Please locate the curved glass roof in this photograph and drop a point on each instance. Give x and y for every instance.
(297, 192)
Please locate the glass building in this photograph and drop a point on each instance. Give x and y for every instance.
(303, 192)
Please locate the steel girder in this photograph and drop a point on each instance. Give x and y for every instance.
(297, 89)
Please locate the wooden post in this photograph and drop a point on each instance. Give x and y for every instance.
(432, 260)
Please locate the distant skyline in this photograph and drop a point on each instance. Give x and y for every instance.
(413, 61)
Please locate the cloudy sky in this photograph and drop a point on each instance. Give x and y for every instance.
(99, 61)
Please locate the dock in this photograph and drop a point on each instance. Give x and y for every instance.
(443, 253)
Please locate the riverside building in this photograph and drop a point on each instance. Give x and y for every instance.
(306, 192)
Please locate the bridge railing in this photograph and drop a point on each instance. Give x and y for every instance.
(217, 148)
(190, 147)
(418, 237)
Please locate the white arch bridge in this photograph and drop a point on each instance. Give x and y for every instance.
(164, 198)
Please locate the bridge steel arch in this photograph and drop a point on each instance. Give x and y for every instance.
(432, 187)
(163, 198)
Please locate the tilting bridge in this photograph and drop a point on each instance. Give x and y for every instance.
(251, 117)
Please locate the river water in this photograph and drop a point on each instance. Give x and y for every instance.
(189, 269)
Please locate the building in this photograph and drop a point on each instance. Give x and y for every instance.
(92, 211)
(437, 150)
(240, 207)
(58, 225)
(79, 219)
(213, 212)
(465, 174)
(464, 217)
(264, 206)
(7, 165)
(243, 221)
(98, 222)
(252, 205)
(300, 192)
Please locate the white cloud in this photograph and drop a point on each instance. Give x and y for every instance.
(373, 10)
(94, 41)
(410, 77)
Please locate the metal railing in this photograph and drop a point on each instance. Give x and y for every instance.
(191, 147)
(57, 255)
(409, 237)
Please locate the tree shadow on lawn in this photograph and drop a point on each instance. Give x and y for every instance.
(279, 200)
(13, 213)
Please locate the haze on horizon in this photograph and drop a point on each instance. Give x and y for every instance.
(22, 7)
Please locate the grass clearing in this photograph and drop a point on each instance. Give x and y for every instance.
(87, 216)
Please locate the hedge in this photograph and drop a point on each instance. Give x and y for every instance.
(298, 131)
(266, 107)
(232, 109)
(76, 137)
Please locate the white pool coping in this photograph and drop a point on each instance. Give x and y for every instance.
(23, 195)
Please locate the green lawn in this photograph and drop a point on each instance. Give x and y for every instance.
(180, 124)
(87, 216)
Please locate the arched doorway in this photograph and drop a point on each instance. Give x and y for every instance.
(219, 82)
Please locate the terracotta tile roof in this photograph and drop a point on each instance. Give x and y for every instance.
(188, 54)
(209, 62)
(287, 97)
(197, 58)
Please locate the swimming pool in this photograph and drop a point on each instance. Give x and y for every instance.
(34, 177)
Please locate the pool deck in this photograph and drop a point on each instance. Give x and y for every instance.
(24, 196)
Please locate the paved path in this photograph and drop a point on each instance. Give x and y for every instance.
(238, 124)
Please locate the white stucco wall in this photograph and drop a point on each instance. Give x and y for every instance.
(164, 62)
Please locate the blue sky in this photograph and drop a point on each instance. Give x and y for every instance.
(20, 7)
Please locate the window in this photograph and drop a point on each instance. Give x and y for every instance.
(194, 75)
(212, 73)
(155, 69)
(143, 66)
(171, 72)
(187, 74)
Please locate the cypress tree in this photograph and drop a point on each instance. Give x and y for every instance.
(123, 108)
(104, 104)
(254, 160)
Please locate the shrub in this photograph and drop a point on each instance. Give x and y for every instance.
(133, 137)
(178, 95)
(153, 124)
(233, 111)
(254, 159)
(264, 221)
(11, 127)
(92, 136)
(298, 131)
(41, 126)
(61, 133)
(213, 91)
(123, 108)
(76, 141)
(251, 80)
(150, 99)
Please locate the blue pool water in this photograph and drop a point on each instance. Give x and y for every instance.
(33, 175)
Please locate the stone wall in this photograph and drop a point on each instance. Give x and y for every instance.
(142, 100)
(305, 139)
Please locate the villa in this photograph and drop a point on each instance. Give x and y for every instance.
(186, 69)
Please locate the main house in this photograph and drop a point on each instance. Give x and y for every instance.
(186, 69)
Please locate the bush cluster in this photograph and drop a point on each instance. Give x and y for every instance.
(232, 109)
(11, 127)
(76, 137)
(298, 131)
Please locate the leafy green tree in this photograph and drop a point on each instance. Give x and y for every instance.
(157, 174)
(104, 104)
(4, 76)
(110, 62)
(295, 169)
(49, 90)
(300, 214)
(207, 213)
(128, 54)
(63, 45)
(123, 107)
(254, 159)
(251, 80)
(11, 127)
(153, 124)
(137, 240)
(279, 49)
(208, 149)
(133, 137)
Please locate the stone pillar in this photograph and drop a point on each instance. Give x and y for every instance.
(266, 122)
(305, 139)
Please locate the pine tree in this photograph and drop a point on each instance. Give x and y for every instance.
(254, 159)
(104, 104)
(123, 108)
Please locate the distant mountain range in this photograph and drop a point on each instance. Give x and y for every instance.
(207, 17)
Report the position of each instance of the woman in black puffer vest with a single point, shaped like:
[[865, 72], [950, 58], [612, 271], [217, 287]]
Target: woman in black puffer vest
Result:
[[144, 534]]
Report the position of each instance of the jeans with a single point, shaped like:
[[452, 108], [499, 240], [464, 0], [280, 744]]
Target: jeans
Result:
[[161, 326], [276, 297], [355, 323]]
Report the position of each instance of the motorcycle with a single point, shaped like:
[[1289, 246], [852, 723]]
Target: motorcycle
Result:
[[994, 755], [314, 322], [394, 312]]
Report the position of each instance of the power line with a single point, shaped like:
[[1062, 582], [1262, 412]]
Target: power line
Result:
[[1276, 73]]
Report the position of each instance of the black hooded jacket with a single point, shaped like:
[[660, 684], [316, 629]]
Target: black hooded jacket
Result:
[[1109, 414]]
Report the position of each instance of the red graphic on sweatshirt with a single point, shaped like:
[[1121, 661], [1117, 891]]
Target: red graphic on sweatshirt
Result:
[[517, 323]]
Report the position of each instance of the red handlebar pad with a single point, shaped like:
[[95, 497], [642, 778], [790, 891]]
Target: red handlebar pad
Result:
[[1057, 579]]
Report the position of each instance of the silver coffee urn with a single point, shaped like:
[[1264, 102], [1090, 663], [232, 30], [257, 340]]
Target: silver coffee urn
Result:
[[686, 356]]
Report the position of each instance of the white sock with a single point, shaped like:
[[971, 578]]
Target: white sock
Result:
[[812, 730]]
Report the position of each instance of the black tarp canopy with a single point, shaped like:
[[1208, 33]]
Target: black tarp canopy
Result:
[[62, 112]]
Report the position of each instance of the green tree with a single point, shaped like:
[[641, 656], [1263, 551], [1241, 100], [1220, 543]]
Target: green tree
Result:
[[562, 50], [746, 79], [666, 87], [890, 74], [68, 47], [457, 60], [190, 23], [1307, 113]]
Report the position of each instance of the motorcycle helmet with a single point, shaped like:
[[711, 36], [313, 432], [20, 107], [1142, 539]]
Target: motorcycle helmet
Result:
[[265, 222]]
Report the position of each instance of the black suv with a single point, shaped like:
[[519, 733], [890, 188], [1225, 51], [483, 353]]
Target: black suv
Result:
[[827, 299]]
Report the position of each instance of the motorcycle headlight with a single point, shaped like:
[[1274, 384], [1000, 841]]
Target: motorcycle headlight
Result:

^^^^^^^^^^^^^^^^

Task:
Please write out the whole listing exactly as given.

Result of this exercise:
Please locate the curved glass roof in this photograph and drop a point on each instance. Give x and y for every instance.
(297, 192)
Please locate the glass building in this photograph and drop a point on each instance. Give x and y for every instance.
(303, 192)
Please locate the steel girder in this photograph and drop a point on each instance. Give x and y for every instance.
(297, 89)
Please locate the wooden post in this photograph and drop a point on each instance. Give x and y for every instance.
(432, 260)
Please locate the distant skyline in this photograph and drop a point on each instance. Give x and y for every instance.
(413, 61)
Please locate the cloudy sky in this photograph and drop a point on each instance. Give x and y for every instance.
(99, 61)
Please locate the dock in this photograph and drop a point on each instance. Give x and y for every instance.
(443, 253)
Please locate the riverside building in this photograph and drop a point on each instance. Give x and y for every instance.
(306, 192)
Please locate the bridge railing in this photograph and drop a point on each instance. Give x and y for every instance.
(217, 148)
(190, 147)
(418, 237)
Please locate the white arch bridge in this photograph and drop a point on each instance. Give x and y for every instance.
(164, 198)
Please locate the bridge steel arch in this photograph and drop a point on each instance. Give x and y for every instance.
(432, 187)
(163, 198)
Please locate the tilting bridge in this photograph and drop a point on each instance. Give x and y for every instance.
(251, 117)
Please locate the river water in this photograph and drop a point on each instance. Give x and y for every instance.
(189, 269)
Please locate the building in this photograph and drop a point on each instance. Give x and y for every instance.
(92, 211)
(437, 150)
(240, 207)
(58, 225)
(79, 219)
(213, 212)
(465, 174)
(464, 217)
(264, 206)
(7, 165)
(243, 221)
(98, 222)
(252, 205)
(300, 192)
Please locate the white cloud in this photograph and drop a point on each instance. Give x and y for every instance.
(373, 10)
(94, 41)
(410, 77)
Please locate the metal railing in this photograph and drop a point on each instance. Give x and y for every instance.
(191, 147)
(57, 255)
(409, 237)
Please locate the tree shadow on lawn in this photograph and drop a point on each instance. Give x and y for every instance.
(279, 200)
(13, 213)
Please locate the haze on horizon in this photograph and drop a point on each instance. Give x and y for every instance.
(22, 7)
Please locate the grass clearing in this photograph and drop a point on each instance. Give x and y for every instance.
(87, 216)
Please locate the hedge in this photograph and drop a point on each instance. Give x and y for every instance.
(298, 131)
(266, 107)
(232, 109)
(76, 137)
Please locate the white pool coping in this photograph and drop a point on each instance. Give x and y for every instance.
(23, 195)
Please locate the green lawn in this photograph and drop a point on each instance. Give x and y for every instance.
(180, 124)
(87, 216)
Please locate the arched doorway in this photograph and drop a point on each instance. Give x and y for every instance.
(219, 82)
Please locate the terracotta tile roof in this photograph and drop a point on each instance. Give x and y for every instance.
(188, 54)
(209, 62)
(287, 97)
(197, 58)
Please locate the swimming pool in this photograph and drop a point on each instance. Give x and y for every instance.
(34, 177)
Please locate the pool deck in this photograph and drop a point on each instance. Give x and y for every instance.
(24, 196)
Please locate the paved path in this photograph and drop a point on each instance. Give x and y for every instance.
(238, 124)
Please locate the white stucco wall in this photograph and drop a point on each instance. Give x and y for every instance.
(164, 62)
Please locate the blue sky in this photograph and drop a point on each instance. Give x and y for every instance.
(20, 7)
Please locate the window in this photograph and drop a point on each instance. Give x and y for every instance.
(194, 75)
(212, 73)
(155, 69)
(143, 66)
(171, 72)
(187, 74)
Please locate the cypress tree in this photograph and drop a point on each instance. Give x and y for every instance.
(123, 108)
(104, 104)
(254, 160)
Please locate the shrub in this photograph and drop a point on each instance. Give x and y for every instance.
(133, 137)
(178, 95)
(153, 124)
(233, 111)
(254, 159)
(264, 221)
(11, 127)
(92, 136)
(298, 131)
(41, 126)
(61, 133)
(213, 91)
(123, 108)
(76, 141)
(251, 80)
(150, 99)
Please locate the blue pool water in this photograph and drop a point on each instance. Give x and y for every instance.
(33, 175)
Please locate the stone wall in this photograph and drop a point on each instance. Give x and y for every instance.
(142, 100)
(305, 139)
Please locate the villa in this photograph and drop a point on each instance. Give x and y for every instance.
(186, 69)
Please locate the main house in this photograph and drop a point on each instance. Give x and y for every instance.
(186, 69)
Please locate the bush cluster in this photograph and drop a point on each instance. Give x and y for every instance.
(232, 109)
(11, 127)
(76, 137)
(298, 131)
Please locate the leafy green tree in this photograph and drop a point on each instance. Give x and y for every instance.
(157, 174)
(104, 104)
(4, 76)
(110, 62)
(295, 169)
(49, 90)
(300, 214)
(207, 213)
(128, 54)
(63, 45)
(123, 107)
(254, 159)
(251, 80)
(11, 127)
(153, 124)
(137, 240)
(279, 49)
(208, 149)
(133, 137)
Please locate the stone pillar in this photograph and drop a point on each instance. Give x and y for every instance.
(266, 122)
(305, 139)
Please locate the pine tree in this photograph and drop a point on each instance. Give x and y for every instance.
(254, 159)
(104, 104)
(123, 108)
Please locate the distant mountain range in this photograph and drop a point on each instance. Give x and y for every instance.
(207, 17)
Report the position of each instance of the woman in black puffer vest with a single point, shaped like:
[[865, 72], [950, 58], [612, 271], [217, 287]]
Target: woman in black puffer vest
Result:
[[144, 534]]
Report the position of each instance of the jeans with a single point, shaped like:
[[452, 108], [499, 240], [464, 0], [280, 744]]
Target: jeans
Result:
[[161, 326], [276, 297], [355, 323]]
Report the position of each instance of the motorcycle with a single point, shaped like:
[[1289, 246], [852, 723]]
Target: motorcycle
Result:
[[994, 755], [314, 322], [394, 312]]
Report the position of each instance of the power line with a single point, shaped like:
[[1062, 582], [1262, 412]]
Target: power line
Result:
[[1276, 73]]
Report the position of each instance of the black hooded jacket with a single point, shaped like:
[[660, 684], [316, 629]]
Target: black hooded jacket
Result:
[[1109, 414]]
Report the position of each instance of the red graphic on sweatshirt with a single point, shaped like:
[[1121, 661], [1117, 891]]
Target: red graphic on sweatshirt
Result:
[[517, 323]]
Report the position of each instance of the red handlebar pad with a single point, shaped like:
[[95, 497], [642, 778], [790, 891]]
Target: red handlebar pad
Result:
[[1057, 579]]
Report the position of each instance of the silver coffee urn with a single point, shaped like:
[[1264, 102], [1090, 663], [232, 30], [257, 340]]
Target: silver coffee urn
Result:
[[686, 356]]
Report the position of each instance of the white sock with a single point, shaped like:
[[971, 578]]
Target: white sock
Result:
[[812, 730]]
Report the position of each instance of the black tarp canopy with a single point, shaped like:
[[1208, 33]]
Target: black tarp canopy
Result:
[[62, 112]]
Report the position of each instance of the green tree with a single point, shaped like:
[[641, 656], [1263, 551], [1241, 100], [1220, 543]]
Target: green tree
Result:
[[562, 50], [746, 79], [666, 87], [890, 74], [68, 47], [457, 60], [190, 23], [1307, 113]]
Report the position of each instance of the motorcycle helmet with a single point, shaped like:
[[711, 36], [313, 432], [20, 107], [1142, 539]]
Target: motorcycle helmet
Result:
[[265, 222]]
Report the position of each instance of the black suv with a single point, shaped like:
[[519, 733], [890, 188], [1225, 51], [483, 353]]
Target: black suv
Result:
[[827, 299]]
Report the position of each instance of the motorcycle headlight with a single point, shaped like:
[[1274, 384], [1000, 841]]
Target: motorcycle headlight
Result:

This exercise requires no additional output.